● Task instructions
Retype, word for word, the line holding "Put a dot on each instance of the yellow flower" and each line after it down to the end of the data; pictures are not copied.

● Supplied data
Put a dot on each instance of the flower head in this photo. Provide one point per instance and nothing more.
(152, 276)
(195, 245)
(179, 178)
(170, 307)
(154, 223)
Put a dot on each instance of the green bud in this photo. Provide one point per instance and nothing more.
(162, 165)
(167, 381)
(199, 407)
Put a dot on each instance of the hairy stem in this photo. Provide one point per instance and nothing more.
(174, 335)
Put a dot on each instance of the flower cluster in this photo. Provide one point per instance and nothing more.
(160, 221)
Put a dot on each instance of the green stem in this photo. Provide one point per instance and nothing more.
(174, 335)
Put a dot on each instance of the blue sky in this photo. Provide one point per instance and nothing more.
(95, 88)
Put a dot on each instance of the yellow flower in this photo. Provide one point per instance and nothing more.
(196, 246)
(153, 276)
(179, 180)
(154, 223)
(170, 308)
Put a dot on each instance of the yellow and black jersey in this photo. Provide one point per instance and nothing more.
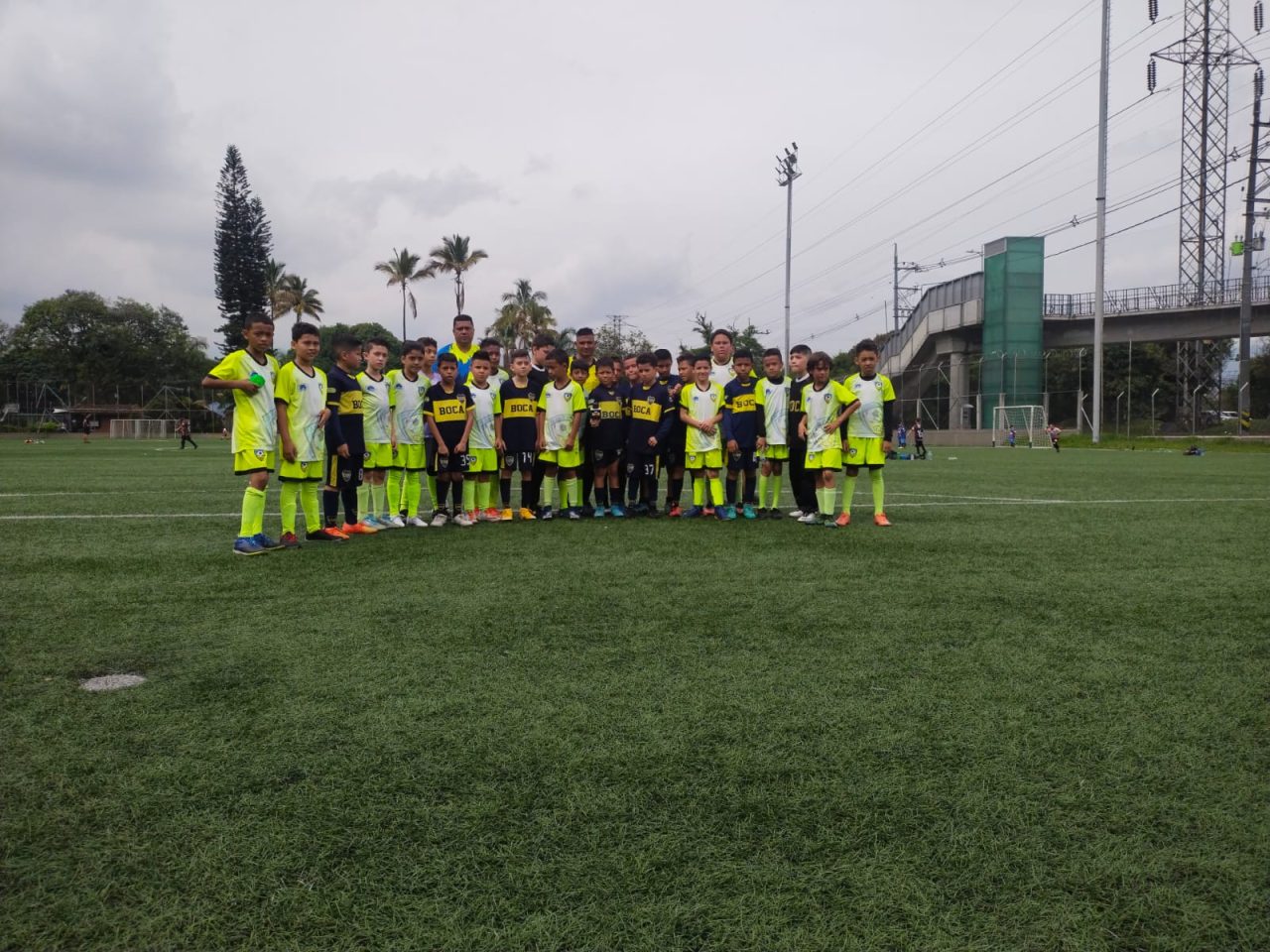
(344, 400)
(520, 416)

● Expected answer
Put a dot on each instance of the yellow flower in this photo. Provide one point per instance and nothing more.
(196, 246)
(153, 276)
(179, 180)
(154, 223)
(170, 308)
Put a dot on each instance of the yellow and black jersey in this photo. Provide one point per instance and nothing more.
(344, 400)
(520, 416)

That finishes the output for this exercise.